--- START ---

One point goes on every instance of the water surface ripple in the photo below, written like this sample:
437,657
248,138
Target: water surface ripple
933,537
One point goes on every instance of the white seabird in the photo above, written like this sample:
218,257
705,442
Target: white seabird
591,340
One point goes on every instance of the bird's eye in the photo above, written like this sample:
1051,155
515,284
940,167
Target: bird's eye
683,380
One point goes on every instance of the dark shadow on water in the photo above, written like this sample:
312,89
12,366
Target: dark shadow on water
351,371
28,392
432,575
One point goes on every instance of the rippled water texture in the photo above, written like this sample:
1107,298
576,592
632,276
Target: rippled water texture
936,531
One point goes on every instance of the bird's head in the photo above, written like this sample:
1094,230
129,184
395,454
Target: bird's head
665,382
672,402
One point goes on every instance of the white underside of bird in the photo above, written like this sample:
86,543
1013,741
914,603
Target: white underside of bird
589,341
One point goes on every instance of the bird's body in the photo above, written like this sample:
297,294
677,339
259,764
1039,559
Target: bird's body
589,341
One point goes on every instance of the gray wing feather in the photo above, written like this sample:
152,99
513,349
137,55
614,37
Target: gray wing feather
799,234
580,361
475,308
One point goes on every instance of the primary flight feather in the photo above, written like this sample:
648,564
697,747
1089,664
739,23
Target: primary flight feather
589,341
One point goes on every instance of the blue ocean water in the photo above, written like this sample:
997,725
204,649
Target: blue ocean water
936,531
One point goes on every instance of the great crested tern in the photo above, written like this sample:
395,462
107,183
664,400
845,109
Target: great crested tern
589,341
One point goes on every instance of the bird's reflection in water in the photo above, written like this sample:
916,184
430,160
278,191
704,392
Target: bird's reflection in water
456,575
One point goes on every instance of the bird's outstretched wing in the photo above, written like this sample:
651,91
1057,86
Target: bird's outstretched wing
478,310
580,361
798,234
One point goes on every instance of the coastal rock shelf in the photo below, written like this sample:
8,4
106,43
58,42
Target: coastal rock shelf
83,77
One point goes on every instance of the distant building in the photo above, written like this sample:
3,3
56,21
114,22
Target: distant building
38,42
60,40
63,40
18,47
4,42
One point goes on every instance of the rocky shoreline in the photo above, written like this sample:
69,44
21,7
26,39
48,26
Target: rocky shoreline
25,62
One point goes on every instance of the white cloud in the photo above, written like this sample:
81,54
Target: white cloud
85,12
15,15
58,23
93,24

--- END ---

**Task directions:** Quote exactly the line containing "One point goes on every instance of the rippled" and every later line through the end of the listing, and no other lines.

**Response to this task:**
One point goes on every instance of the rippled water texture in the photo above, written like this sample:
1107,298
576,592
632,276
Target: rippled water texture
936,531
One point goes on every instance of the bird's head in the photo above, written like this sample:
1094,230
129,184
395,454
Target: bird's head
665,382
672,402
One point goes on every instance of the white underside of bird in the photo above, written like this sample:
86,543
1013,741
914,603
Target: white underside of bird
589,341
One point goes on every instance of the bird's body in the photo above, written like this sample:
297,294
677,339
259,764
1039,559
Target: bird's body
589,341
One point goes on every instance of the gray wing feather in the photo above, written like this sample:
152,99
513,349
137,55
614,37
Target: gray wing feather
799,234
580,361
475,308
One point goes on every instance of the primary flight feather in the photo above, written like this sample:
648,564
697,747
1089,664
739,23
Target: primary flight feather
589,341
One point goes on every instance of the blue ocean water in the photo above, written like this sample:
997,725
204,649
Target: blue ocean water
936,531
One point goes on every instance of the great crested tern in the photo above, written like this sample:
395,462
107,183
664,400
845,109
Target: great crested tern
589,341
One point goes on every instance of the bird's reflection in water in the photo above, written like this sample:
916,184
430,160
278,191
704,392
Target: bird's reflection in water
456,575
One point goes on every instance of the bird's outstretched wing in the photo above, written like this sample:
651,91
1057,86
Target: bird's outstretched wing
478,310
580,361
798,234
One point goes on every instance of the coastal rock shelf in the photo below, written like this sample:
8,4
106,43
58,42
Target: coastal rock shelf
83,77
One point goes on every instance of the distant building in the photo above, written like this sample:
3,3
56,21
114,22
Target: distant building
38,42
60,40
63,40
18,47
4,42
One point goes on every instance of the rocky shoreline in the photo above, written like this sample:
69,44
21,7
26,39
48,26
Target: rocky shoreline
25,62
One point goes on every instance of the white cloud in the photo above, written like this sample:
81,54
Target: white cloud
85,12
15,15
58,23
93,24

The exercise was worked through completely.